**EXERCISES:**
**a.** Please copy the email thread word for word between "----- Original Message" and "Subject: TEXT's are giving us headaches!", inclusive.
**b.** In the email thread, list the header field labels that appear in the header of the message from Jason Terry.

**GIVEN TEXT:**
######
Hi

Hmm, this seems to me like redundant code.. if you're holding info in
Score, and not using it but only using the same operation that was used
to create it, then it's a redundant code..

Are you sure the second form works faster than the first one?

Noor

-----Original Message-----
From: Jason Terry [mailto:[EMAIL PROTECTED]]
Sent: Tuesday, February 13, 2001 6:07 PM
To: Noor Dawod
Cc: [EMAIL PROTECTED]
Subject: Re: TEXT's are giving us headaches!


A mistake I made for a long time with MATCH AGAINST is to not include it
in the WHERE clause

eg I did
SELECT ID,MATCH Q,A AGAINST ("This") AS Score FROM faq

instead of
SELECT ID,MATCH Q,A AGAINST ("This") AS Score FROM faq WHERE MATCH Q,A
AGAINST ("This")

The latter will give much better performance

----- Original Message -----
From: "Noor Dawod" <[EMAIL PROTECTED]>
To: "MySQL List" <[EMAIL PROTECTED]>
Sent: Tuesday, February 13, 2001 7:51 AM
Subject: TEXT's are giving us headaches!


> Hello,
>
> We operate a forums website and use Phorum web application (PHP/MySQL
> backend), more info: http://www.phorum.org
>
> After operating for two years now, we are facing a serious problem.
######
**RECORDED DATA:**
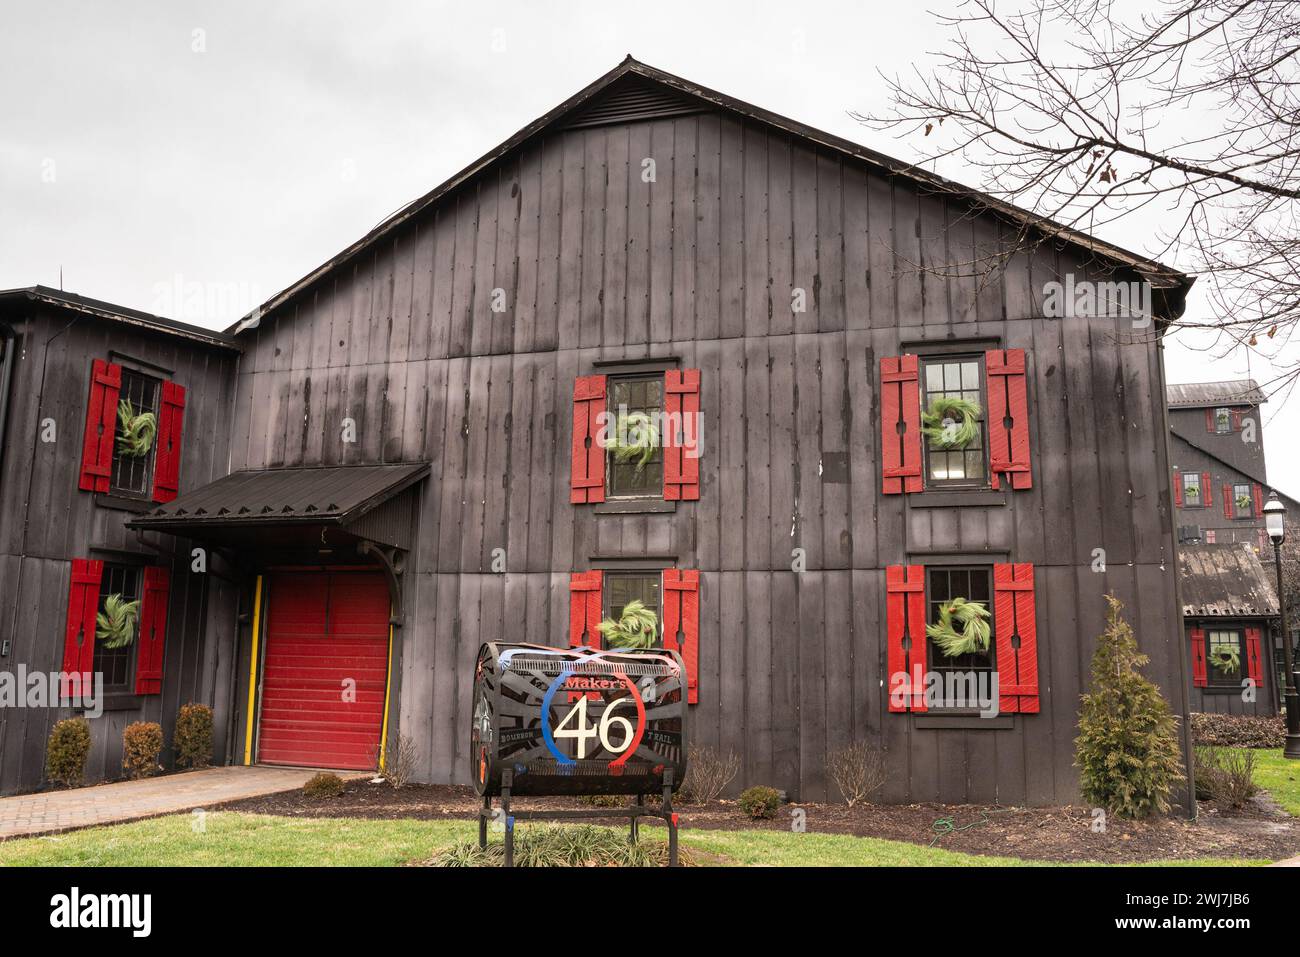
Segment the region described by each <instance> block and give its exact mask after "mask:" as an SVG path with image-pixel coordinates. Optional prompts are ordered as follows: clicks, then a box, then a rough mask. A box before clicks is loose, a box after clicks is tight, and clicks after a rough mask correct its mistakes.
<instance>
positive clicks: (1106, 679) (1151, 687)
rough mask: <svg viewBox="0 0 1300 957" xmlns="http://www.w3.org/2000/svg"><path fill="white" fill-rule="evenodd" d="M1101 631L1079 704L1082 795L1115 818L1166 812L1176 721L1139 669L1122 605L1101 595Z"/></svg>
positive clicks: (1141, 658) (1175, 751)
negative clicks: (1085, 685) (1109, 605)
mask: <svg viewBox="0 0 1300 957" xmlns="http://www.w3.org/2000/svg"><path fill="white" fill-rule="evenodd" d="M1106 601H1108V602H1109V603H1110V612H1109V614H1108V616H1106V629H1105V631H1104V632H1102V633H1101V637H1100V638H1099V641H1097V650H1096V651H1095V653H1093V655H1092V688H1091V690H1089V692H1088V693H1087V694H1084V696H1083V698H1082V701H1083V706H1082V707H1080V710H1079V737H1076V739H1075V746H1076V754H1075V765H1076V766H1078V767H1079V768H1080V788H1082V791H1083V797H1084V800H1086V801H1088V802H1089V804H1092V805H1093V806H1096V807H1105V809H1106V810H1109V811H1110V813H1112V814H1115V815H1118V817H1121V818H1143V817H1147V815H1148V814H1152V813H1164V811H1167V810H1169V794H1170V792H1171V791H1173V788H1174V784H1177V783H1178V781H1179V780H1182V778H1183V767H1182V761H1180V754H1179V748H1178V719H1177V718H1174V715H1173V714H1171V713H1170V710H1169V702H1167V701H1165V698H1164V696H1161V693H1160V688H1157V687H1156V685H1154V684H1153V683H1152V681H1149V680H1148V679H1147V677H1144V676H1143V675H1141V672H1140V671H1139V670H1140V668H1141V667H1143V666H1144V664H1147V663H1148V662H1149V661H1151V659H1149V658H1148V657H1147V655H1144V654H1143V653H1141V651H1139V650H1138V641H1136V640H1135V638H1134V631H1132V628H1131V627H1130V624H1128V623H1127V622H1126V620H1125V619H1123V618H1121V615H1119V611H1121V609H1123V603H1122V602H1121V601H1119V599H1118V598H1115V597H1114V596H1109V594H1108V596H1106Z"/></svg>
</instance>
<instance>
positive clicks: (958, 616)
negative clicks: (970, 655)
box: [926, 598, 989, 658]
mask: <svg viewBox="0 0 1300 957" xmlns="http://www.w3.org/2000/svg"><path fill="white" fill-rule="evenodd" d="M988 618H989V614H988V609H985V607H984V605H983V603H982V602H969V601H966V599H965V598H953V599H952V601H949V602H944V603H943V605H940V606H939V622H937V623H936V624H928V625H926V636H927V637H928V638H931V640H932V641H933V642H935V644H936V645H939V648H940V650H941V651H943V653H944V654H945V655H948V657H949V658H956V657H958V655H962V654H983V653H984V651H988V640H989V627H988Z"/></svg>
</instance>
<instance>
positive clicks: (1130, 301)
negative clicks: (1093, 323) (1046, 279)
mask: <svg viewBox="0 0 1300 957" xmlns="http://www.w3.org/2000/svg"><path fill="white" fill-rule="evenodd" d="M1043 315H1044V316H1048V317H1049V319H1093V317H1102V319H1128V320H1131V321H1132V324H1134V328H1135V329H1144V328H1147V326H1149V325H1151V319H1152V294H1151V283H1149V282H1145V281H1134V282H1095V281H1092V280H1075V278H1074V274H1073V273H1066V274H1065V282H1057V281H1056V280H1053V281H1052V282H1047V283H1044V285H1043Z"/></svg>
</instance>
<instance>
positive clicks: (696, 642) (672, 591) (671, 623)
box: [663, 568, 699, 705]
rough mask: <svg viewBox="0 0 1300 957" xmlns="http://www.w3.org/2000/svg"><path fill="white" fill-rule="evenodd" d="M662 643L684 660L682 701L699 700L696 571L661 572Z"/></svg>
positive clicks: (698, 634)
mask: <svg viewBox="0 0 1300 957" xmlns="http://www.w3.org/2000/svg"><path fill="white" fill-rule="evenodd" d="M663 646H664V648H667V649H668V650H669V651H676V653H677V654H680V655H681V659H682V662H685V664H686V703H688V705H695V703H699V572H698V571H686V570H679V568H666V570H664V572H663Z"/></svg>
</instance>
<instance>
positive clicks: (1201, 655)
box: [1191, 628, 1209, 688]
mask: <svg viewBox="0 0 1300 957" xmlns="http://www.w3.org/2000/svg"><path fill="white" fill-rule="evenodd" d="M1191 636H1192V687H1195V688H1204V687H1205V685H1206V684H1208V683H1209V681H1208V672H1206V670H1205V629H1204V628H1192V629H1191Z"/></svg>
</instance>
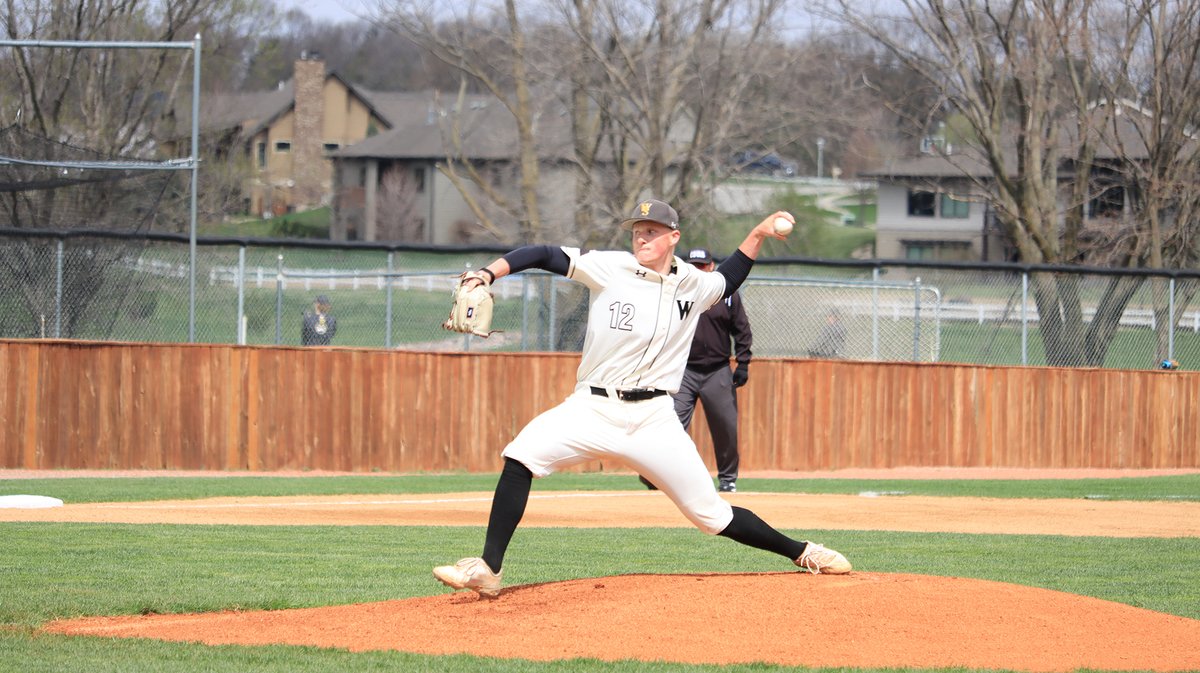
######
**ANSWERS FOR EACH ITEM:**
**a.**
----- Original Message -----
From: "Noor Dawod" <[EMAIL PROTECTED]>
To: "MySQL List" <[EMAIL PROTECTED]>
Sent: Tuesday, February 13, 2001 7:51 AM
Subject: TEXT's are giving us headaches!

**b.** From, Sent, To, Cc, Subject